• [What you have to do]: Copy the entries without a single change. Pictures should be dropped.

Records from a data collection
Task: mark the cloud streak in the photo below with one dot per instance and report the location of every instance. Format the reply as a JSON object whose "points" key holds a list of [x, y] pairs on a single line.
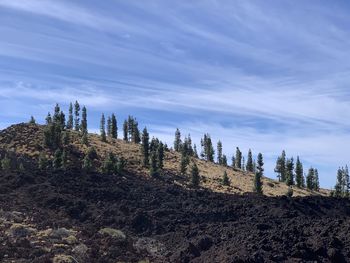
{"points": [[256, 74]]}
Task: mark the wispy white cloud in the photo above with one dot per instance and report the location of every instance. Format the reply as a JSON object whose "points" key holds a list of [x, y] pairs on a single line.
{"points": [[257, 74]]}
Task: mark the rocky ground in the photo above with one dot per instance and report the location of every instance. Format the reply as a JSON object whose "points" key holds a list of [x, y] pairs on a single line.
{"points": [[74, 217]]}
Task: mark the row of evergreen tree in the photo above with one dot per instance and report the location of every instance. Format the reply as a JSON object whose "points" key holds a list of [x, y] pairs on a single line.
{"points": [[293, 174], [57, 136]]}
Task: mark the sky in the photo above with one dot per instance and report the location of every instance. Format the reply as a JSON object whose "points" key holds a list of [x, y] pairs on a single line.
{"points": [[266, 75]]}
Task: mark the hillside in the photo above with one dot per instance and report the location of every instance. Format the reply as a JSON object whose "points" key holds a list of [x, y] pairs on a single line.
{"points": [[70, 216], [27, 140]]}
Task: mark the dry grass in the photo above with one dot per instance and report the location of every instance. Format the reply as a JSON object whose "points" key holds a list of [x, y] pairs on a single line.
{"points": [[28, 139]]}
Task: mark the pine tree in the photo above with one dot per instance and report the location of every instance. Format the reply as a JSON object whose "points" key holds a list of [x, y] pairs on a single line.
{"points": [[347, 181], [224, 160], [280, 168], [340, 181], [48, 119], [32, 120], [109, 127], [42, 163], [102, 128], [233, 162], [160, 154], [57, 116], [125, 131], [258, 175], [84, 139], [219, 150], [114, 127], [89, 157], [64, 160], [84, 120], [135, 133], [108, 164], [145, 147], [76, 114], [310, 179], [207, 148], [299, 173], [238, 159], [57, 160], [195, 152], [154, 167], [225, 179], [6, 163], [185, 160], [177, 141], [195, 179], [70, 117], [283, 166], [317, 182], [87, 164], [65, 138], [289, 172], [249, 166]]}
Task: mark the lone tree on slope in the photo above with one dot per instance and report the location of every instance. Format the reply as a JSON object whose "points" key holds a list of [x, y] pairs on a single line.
{"points": [[102, 128]]}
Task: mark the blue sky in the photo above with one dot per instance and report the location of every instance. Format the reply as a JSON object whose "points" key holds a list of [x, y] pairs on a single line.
{"points": [[266, 75]]}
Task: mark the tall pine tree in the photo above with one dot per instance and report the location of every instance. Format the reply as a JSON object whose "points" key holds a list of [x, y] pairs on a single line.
{"points": [[114, 127], [76, 116], [177, 141], [103, 128], [145, 147], [238, 159], [84, 120], [290, 172], [219, 154], [258, 175], [250, 161], [70, 117], [299, 177]]}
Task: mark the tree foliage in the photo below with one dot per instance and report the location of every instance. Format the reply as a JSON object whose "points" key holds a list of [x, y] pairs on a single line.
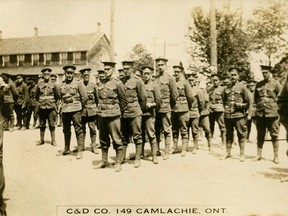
{"points": [[232, 41], [267, 28], [141, 56]]}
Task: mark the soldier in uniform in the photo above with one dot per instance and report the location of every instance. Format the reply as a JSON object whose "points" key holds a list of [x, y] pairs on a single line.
{"points": [[21, 102], [89, 111], [237, 99], [33, 105], [265, 97], [132, 116], [251, 86], [3, 86], [73, 98], [112, 103], [48, 94], [169, 95], [216, 107], [10, 95], [152, 106], [180, 112]]}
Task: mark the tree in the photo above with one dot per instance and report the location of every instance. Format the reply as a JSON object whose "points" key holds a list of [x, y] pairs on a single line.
{"points": [[232, 43], [141, 56], [267, 28]]}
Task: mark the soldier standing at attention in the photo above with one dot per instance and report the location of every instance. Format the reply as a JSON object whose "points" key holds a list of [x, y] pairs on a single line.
{"points": [[33, 105], [266, 92], [89, 111], [48, 94], [251, 86], [180, 113], [132, 116], [74, 98], [21, 102], [148, 117], [237, 99], [10, 95], [169, 95], [216, 107], [112, 103]]}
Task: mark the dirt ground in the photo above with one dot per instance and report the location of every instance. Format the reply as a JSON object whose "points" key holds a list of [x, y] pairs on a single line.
{"points": [[41, 183]]}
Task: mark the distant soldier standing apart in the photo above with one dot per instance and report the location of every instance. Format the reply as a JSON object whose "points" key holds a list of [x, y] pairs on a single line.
{"points": [[251, 86], [266, 92], [148, 117], [89, 111], [74, 98], [33, 106], [132, 116], [169, 95], [21, 102], [112, 103], [180, 112], [237, 100], [216, 107], [48, 94], [10, 95]]}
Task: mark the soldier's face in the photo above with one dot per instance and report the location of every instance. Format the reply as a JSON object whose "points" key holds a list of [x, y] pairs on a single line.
{"points": [[108, 71], [46, 76], [127, 71], [147, 75], [234, 76], [177, 72], [69, 75]]}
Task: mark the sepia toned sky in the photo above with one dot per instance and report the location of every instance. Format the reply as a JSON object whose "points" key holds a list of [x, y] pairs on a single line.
{"points": [[136, 21]]}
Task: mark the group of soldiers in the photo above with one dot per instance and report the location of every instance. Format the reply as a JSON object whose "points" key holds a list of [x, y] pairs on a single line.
{"points": [[142, 106]]}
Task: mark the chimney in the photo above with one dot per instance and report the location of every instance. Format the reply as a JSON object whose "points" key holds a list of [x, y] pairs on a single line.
{"points": [[35, 32], [98, 27]]}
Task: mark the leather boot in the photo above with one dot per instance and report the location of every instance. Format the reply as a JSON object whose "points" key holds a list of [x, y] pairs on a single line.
{"points": [[123, 159], [80, 143], [184, 145], [154, 151], [42, 134], [259, 154], [104, 162], [118, 167], [223, 138], [275, 148], [242, 147], [67, 138], [228, 151], [137, 156], [53, 140], [195, 145]]}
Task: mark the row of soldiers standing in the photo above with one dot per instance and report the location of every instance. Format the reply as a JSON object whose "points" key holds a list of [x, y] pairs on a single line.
{"points": [[145, 108]]}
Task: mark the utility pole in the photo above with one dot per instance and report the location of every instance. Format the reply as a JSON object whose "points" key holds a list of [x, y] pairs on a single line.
{"points": [[213, 37], [112, 31]]}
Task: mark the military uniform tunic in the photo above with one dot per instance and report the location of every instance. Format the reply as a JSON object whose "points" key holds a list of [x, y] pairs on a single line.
{"points": [[48, 94], [265, 96], [73, 99], [112, 103]]}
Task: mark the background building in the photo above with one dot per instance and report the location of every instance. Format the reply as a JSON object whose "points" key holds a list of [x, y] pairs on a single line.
{"points": [[28, 55]]}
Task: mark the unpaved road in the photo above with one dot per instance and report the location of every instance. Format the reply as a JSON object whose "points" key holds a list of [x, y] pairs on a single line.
{"points": [[39, 183]]}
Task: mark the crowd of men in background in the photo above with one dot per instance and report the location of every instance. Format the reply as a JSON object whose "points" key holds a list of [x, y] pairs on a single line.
{"points": [[142, 106]]}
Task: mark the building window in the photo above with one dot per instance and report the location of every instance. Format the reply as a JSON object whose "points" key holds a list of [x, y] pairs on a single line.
{"points": [[83, 56], [55, 57], [41, 59], [13, 60], [27, 59], [70, 56]]}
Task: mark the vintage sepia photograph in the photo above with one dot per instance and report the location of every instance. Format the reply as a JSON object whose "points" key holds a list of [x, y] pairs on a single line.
{"points": [[143, 107]]}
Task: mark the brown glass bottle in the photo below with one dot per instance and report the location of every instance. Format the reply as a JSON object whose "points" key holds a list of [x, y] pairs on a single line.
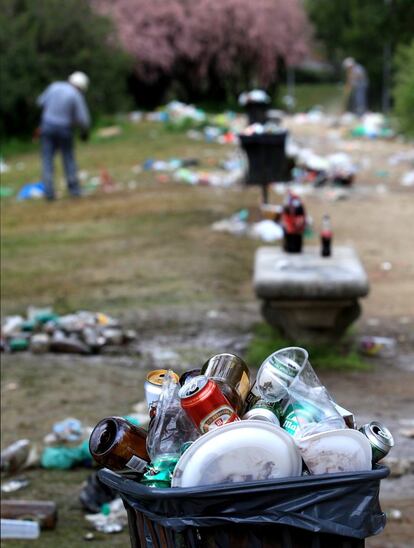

• [Written solution]:
Task: mark the cloud streak in the photo below with one dot per instance and report the location of every instance. Format the reply as a JSON object whose "points" key holds a list of [x, y] pairs on a single line.
{"points": [[256, 74]]}
Task: mark the wispy white cloud in the photo above with one dot per instance and report the location of every instance. Format the reply as a JSON object whose "points" key holds a list of [x, y] pairs on a single line.
{"points": [[257, 74]]}
Task: mark the rocky ground in the photo above with one dot per instance and report the location of every instance. Format the reply as a JSON object whose "points" key holds a list of [x, y] pairs on a single line.
{"points": [[74, 217]]}
Task: mark the row of evergreen tree in the photo above with one dot per instance and report the location of every instance. Format the reply as a JSON object whose "points" key holds a list of [x, y] pairs on a single line.
{"points": [[293, 174], [57, 136]]}
Task: mark the sky in the photo above with one dot per instance and report the location of every instance. Format the reply as a JSON object whose "points" key holds a list of [x, y] pairs on a single line.
{"points": [[266, 75]]}
Task: mark the hillside in the photo above with one dot per instance and report the location of every instance. Format the reply as a JSON object whose "points" key holds a list of [x, y] pairs on a single line.
{"points": [[70, 216], [27, 140]]}
Task: mark the dry grass in the photo above with one dot per instance and report the location of every instance. Format the reply as a JSON object whose "points" key holds a list of [x, y] pairs on a single line.
{"points": [[28, 139]]}
Task: mark the pine tree in the photo above with one dot per instance and report the location of every instance. Format the reply as a JSON object whose "points" key holds a list of [x, y] pairs on a single line.
{"points": [[347, 181], [224, 160], [280, 168], [340, 181], [48, 119], [32, 120], [109, 127], [42, 163], [102, 128], [233, 162], [160, 154], [57, 116], [125, 131], [258, 175], [84, 139], [219, 150], [114, 127], [89, 157], [64, 160], [84, 120], [135, 133], [108, 164], [145, 147], [76, 114], [310, 179], [207, 148], [299, 173], [238, 159], [57, 160], [195, 152], [154, 167], [225, 179], [6, 163], [185, 160], [177, 141], [195, 179], [70, 117], [283, 166], [317, 182], [87, 164], [65, 138], [289, 172], [249, 166]]}
Task: mark the lone tree on slope in the photo above with one dot per instance and report the location of every instance. Format the reply as a JSON object whose "points" key holds a list of [x, y] pairs on a single line.
{"points": [[102, 128]]}
Task: mark the blue sky in the photo above with one dot per instance and report the location of every instance. Format the reply as a JSON object whose "points" key holds a list of [x, y] pairs on a single line.
{"points": [[266, 75]]}
Task: mark the tall pine tree in the photo above with one dot per instance and report the location of every instance. Format the reply as a JSON object whose "points" key holds a list of [x, y] pairs on a single line.
{"points": [[114, 127], [76, 116], [177, 141], [103, 128], [145, 147], [238, 159], [84, 120], [290, 172], [219, 154], [258, 175], [250, 161], [70, 117], [299, 177]]}
Task: mark the tree foliage in the photo below with one dot per instance and report the location of every instance. Format the reply as a JSON object whose "points" key holds a list of [x, y] pairs on a single line.
{"points": [[232, 41], [267, 28], [141, 56]]}
Task: mark the soldier in uniform in the photo above with one dot per instance and report the location of every instance. Format the reply as a JSON object whose "points" key holds a list of [x, y] pairs on a single line.
{"points": [[21, 102], [89, 111], [237, 99], [33, 105], [265, 97], [132, 116], [251, 86], [3, 86], [73, 98], [112, 103], [48, 94], [169, 95], [216, 107], [10, 95], [152, 106], [180, 112]]}
Task: mark the tree in the photo above with one dot per instance and report the location of every instance. Format the reply as a JSON object whose "points" key holds a list of [x, y] pairs on a single line.
{"points": [[232, 43], [141, 56], [267, 28]]}
Task: mark the soldier standing at attention in the photo above with one dot per instance and report the location of every instance. Format the reply as a JSON object whose "points" key holds a list of [x, y] pairs on a single line.
{"points": [[33, 105], [266, 92], [89, 111], [48, 94], [251, 86], [180, 113], [132, 116], [74, 98], [21, 102], [148, 117], [237, 99], [10, 95], [169, 95], [216, 107], [112, 103]]}
Task: mark the dirt ground in the photo above with one dot per instance and report the location of every instance. Format the reply as a JSON object whose "points" key holds a list of [x, y] pairs on a single line.
{"points": [[41, 183]]}
Task: mark the distant soldier standing apart in the photo above with one dot per instance and report the location of every instance. Format the reply as a JSON object whose "points" key holds a list of [x, y] pairs on a single line.
{"points": [[251, 86], [266, 92], [148, 117], [89, 111], [74, 98], [33, 106], [132, 116], [169, 95], [21, 102], [112, 103], [180, 112], [237, 100], [216, 107], [48, 94], [10, 95]]}
Task: mark the soldier's face in the photo above with one dot per instance and report the location of every instance. Format the reply as a JSON object whose "points" key holds a list of [x, y] pairs on a single line.
{"points": [[108, 71], [46, 76], [127, 71], [147, 75], [234, 76], [177, 72], [69, 75]]}
Task: mark the sepia toned sky in the photo above with one dot per instance and report the location of every instance. Format the reply as a JSON object whose "points" key holds a list of [x, y] pairs on a single line.
{"points": [[136, 21]]}
Task: mark the group of soldiers in the photo above with one dot per instance and report the location of every instance. Format the reply as a JSON object whose "points" key holds a list of [x, y] pairs on a single line.
{"points": [[142, 106]]}
Task: mark the chimney in the photo above with one dot per instance and report the location of every instance. Format the reply as a JSON object whose "points" key holds a list of [x, y] pairs on a single line.
{"points": [[35, 32], [98, 27]]}
Task: mark the leather boot in the photo above with one dot per instance and report the location of every instance. Format the reply as a JSON object whose "points" key holds a list of [x, y] pairs on a single line.
{"points": [[123, 159], [80, 143], [184, 145], [154, 151], [42, 134], [259, 154], [104, 162], [118, 167], [223, 138], [275, 148], [242, 147], [67, 138], [228, 151], [137, 156], [53, 140], [195, 145]]}
Task: mark the row of soldiers standing in the photo above with one dot per instance and report the location of every instance. Format the reply as a JSON object whose "points" key holds a list of [x, y] pairs on a single line.
{"points": [[145, 108]]}
Task: mark the utility pole in the photo above with one dot per instance and report the location of every instance. Format the reply as a JSON object whose "points" key holds a list of [x, y] pairs on a single line.
{"points": [[213, 37], [112, 31]]}
Task: mark the military uniform tunic in the photo above with one dot per instance and report the location of every instance. Format the reply as a JSON object whose "points" key holds a list of [x, y] pairs on a single line.
{"points": [[48, 94], [265, 96], [73, 99], [112, 103]]}
Task: mark the background building in the photo above with one dot per instance and report the location of every instance. Format the reply as a JSON object whose "points" key holds a list of [x, y] pairs on a single line.
{"points": [[28, 55]]}
Task: mark the unpaved road in the photo above with one dot per instance and report the location of every instance. Format the reply as a JSON object whose "points" key holds a list of [x, y] pairs on a single line.
{"points": [[39, 183]]}
Task: mark the crowd of men in background in the photo above with one dot per instance and report the location of every instance. Format the reply as a JSON object whose "points" key holds a list of [x, y] pairs on a single line.
{"points": [[142, 106]]}
Task: mark the building window in the photo above with one dot per instance and report the location of every instance. Format the reply as a JSON object whose "points" key holds a list of [x, y] pairs on a single line.
{"points": [[83, 56], [55, 57], [41, 59], [13, 60], [27, 59], [70, 56]]}
Task: mark the vintage sepia photograph in the photo above with one dot per instance and report the location of every instance. Format the reply as a JSON object whose "points" key holds a list of [x, y] pairs on a single line.
{"points": [[143, 107]]}
Task: mark the brown glass bottle in the photo below with one dot per instance and report the location of every instance. Format the reply as a JSON object whose "points" key holds a list of [x, y] pairs on a single line.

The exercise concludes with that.